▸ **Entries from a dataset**
"""

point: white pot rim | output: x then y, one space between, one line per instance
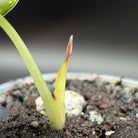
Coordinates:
129 83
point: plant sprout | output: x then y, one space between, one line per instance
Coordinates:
54 103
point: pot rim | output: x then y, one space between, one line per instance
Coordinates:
128 83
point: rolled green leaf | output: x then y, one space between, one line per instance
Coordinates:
7 5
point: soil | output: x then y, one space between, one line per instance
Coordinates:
115 104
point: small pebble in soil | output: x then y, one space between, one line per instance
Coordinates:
34 124
74 103
108 133
95 117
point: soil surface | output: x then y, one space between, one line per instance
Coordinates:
117 105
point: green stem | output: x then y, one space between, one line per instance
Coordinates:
32 67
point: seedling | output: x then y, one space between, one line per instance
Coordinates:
54 103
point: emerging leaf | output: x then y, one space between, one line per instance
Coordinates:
7 5
57 119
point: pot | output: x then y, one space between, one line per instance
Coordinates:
129 84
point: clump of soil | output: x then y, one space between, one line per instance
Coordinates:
117 105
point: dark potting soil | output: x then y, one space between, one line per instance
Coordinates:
116 105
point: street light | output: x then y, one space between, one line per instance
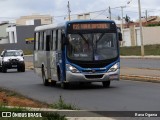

"""

▸ **Given task**
Can you lay out all of the data above as a numbered list, skipping blank lines and leaving the pictures out?

▸ **Finished task**
1. point: white pot rim | output: x then y, one space between, one line per instance
2. Coordinates:
3. 129 83
4. point: plant sprout | output: x then y, one space between, one line per instance
5. Coordinates:
6. 54 103
7. point: pot rim | output: x then y, one space between, one line per instance
8. Coordinates:
9. 128 83
10. point: rolled green leaf | output: x then y, one space between, one line per instance
11. Coordinates:
12. 7 5
13. point: soil | output: x then y, one space between, one line per instance
14. Coordinates:
15. 115 104
16. point: small pebble in soil | output: x then y, one space between, one line per instance
17. Coordinates:
18. 34 124
19. 74 103
20. 108 133
21. 95 117
22. point: soil surface | output: x then y, one space between, one line per instance
23. Coordinates:
24. 117 105
25. point: green stem | output: x then y, one space between, one line per instance
26. Coordinates:
27. 32 67
28. point: seedling | output: x then y, one space between, one line per instance
29. Coordinates:
30. 54 103
31. point: emerging leaf | output: x then y, one space between, one line per instance
32. Coordinates:
33. 7 5
34. 57 119
35. point: pot | output: x then y, one space between, one line per instance
36. Coordinates:
37. 129 84
38. point: clump of soil | output: x then y, one space between, one line per instance
39. Coordinates:
40. 117 105
41. point: dark potting soil | output: x then y, one space between, one line per instance
42. Coordinates:
43. 116 105
44. point: street light | output: x then y, one space between, one line per instance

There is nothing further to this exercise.